To-do list =>
1. Decide whether each statement below agrees with the Form 10 correspondence. Answer yes or no for each, and quote the deciding words. (a) The company states that it currently has a source for the funds needed to pay its filing professionals. (b) Until it raises such funds, the company expects to use cash on hand to stay current on its periodic filings. (c) The accrued interest on unpaid compensation to Ms. Vitale through December 31, 2014 is given as $227,687.
2. Carry on the Form 10 correspondence, starting after its final sentence.

++++ Source document ++++

1.   We note your revised disclosure on page 2 that you intend to raise sufficient funds to allow you to retain and pay the professionals whose services are required to stay current in your periodic filings. Please revise to clarify the source of these funds and, if applicable, that such financing is not guaranteed. In addition, please revise to clarify how you intend to stay current on your periodic filing obligation prior to raising sufficient funds to retain these services in the event you fail to raise sufficient funds.

 

In Amendment Number 2 to our Form 10, we will add to our prior disclosure to state that there is no current source of such funds and there can be no assurance the Company will be able to raise such funds.  In the event the Company is unable to raise such funds and does not have access to other sufficient funds, it will be unable to meet its periodic filing requirements.  In the meantime, the Company expects to use cash on hand to stay current on its periodic filings.

 

Item 6.  Executive Compensation, page 29

 

2.  We note your response to comment 7. Please revise to disclose the interest rate on this unpaid compensation due to Ms. Vitale. We note your disclosure that the accrued interest on unpaid compensation to Ms. Vitale through December 31, 2014 amounted to $227,687. We also note your disclosure in footnote 3 on page 30 that Ms. Vitale earned interest on the portion of her unpaid compensation for the years 2010 through 2014 in the amount of $70,428 and $91,739 in 2014. Please revise to clarify this discrepancy or advise. In addition, please revise to breakdown the amounts earned by Ms. Vitale each year, any amounts actually paid to Ms. Vitale and clarify how these amounts correspond to amounts referenced in Notes 4 and 7 of your financial statements.

++++ Source excerpt ++++

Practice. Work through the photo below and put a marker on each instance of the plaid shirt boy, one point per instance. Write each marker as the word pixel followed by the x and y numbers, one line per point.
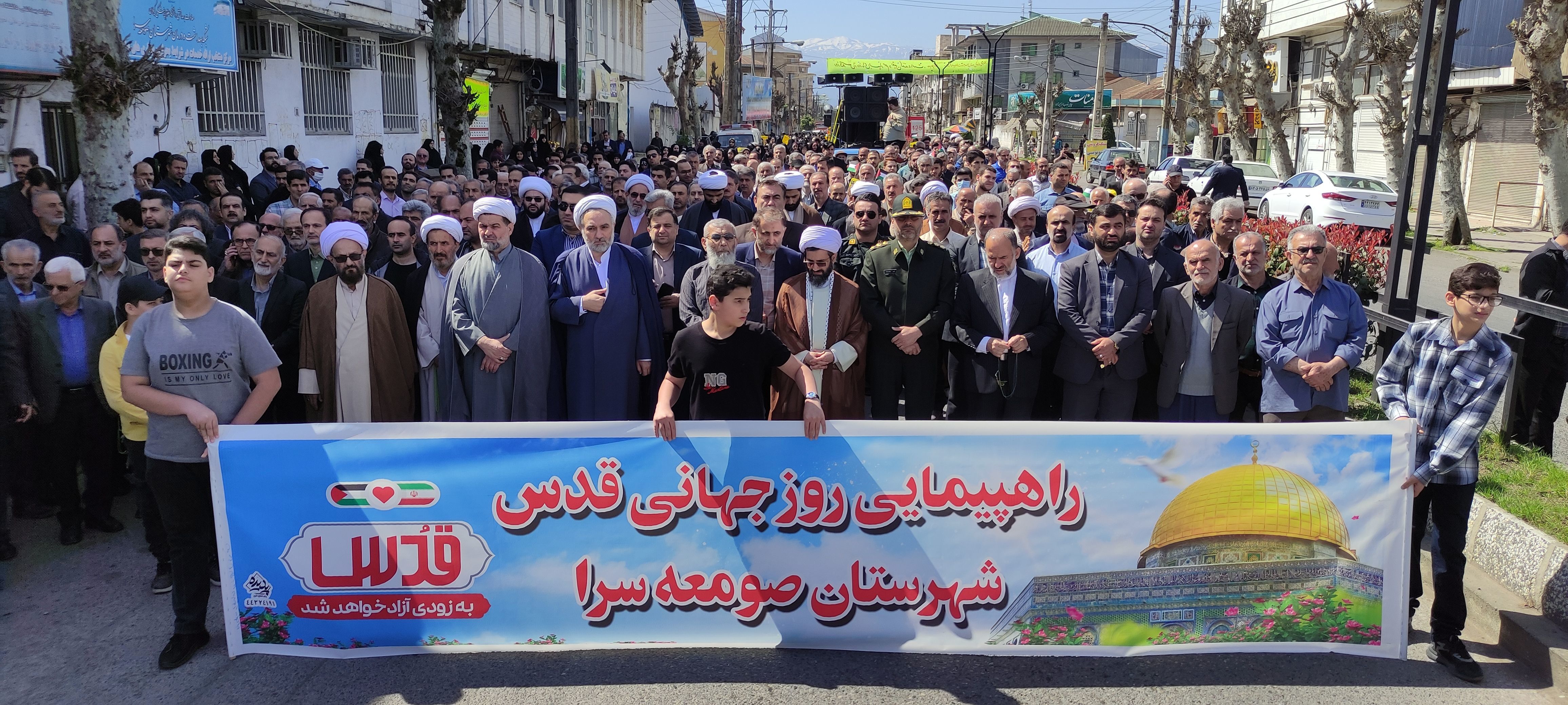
pixel 1449 389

++++

Response list =>
1.
(a) No: "there is no current source of such funds"
(b) Yes: "In the meantime, the Company expects to use cash on hand to stay current on its periodic filings."
(c) Yes: "the accrued interest on unpaid compensation to Ms. Vitale through December 31, 2014 amounted to $227,687"

2.
 

There is an error as to the year “2014” in the fifth sentence of footnote 3 on page 30. The year should have been “2013.” This footnote will be revised and corrected. Ms. Vitale is owed compensation for unpaid salary due in each of the years 2010 through 2014. In addition, Mr. Harrison, a Director and Vice President of the Company, is owed compensation for unpaid salary due in the years 2010 and 2011. Mr. Harrison has not been on the Company payroll since the year ended December 31, 2011. Each of these individuals are due interest at 9% per annum on the balance of the unpaid compensation due to each of them.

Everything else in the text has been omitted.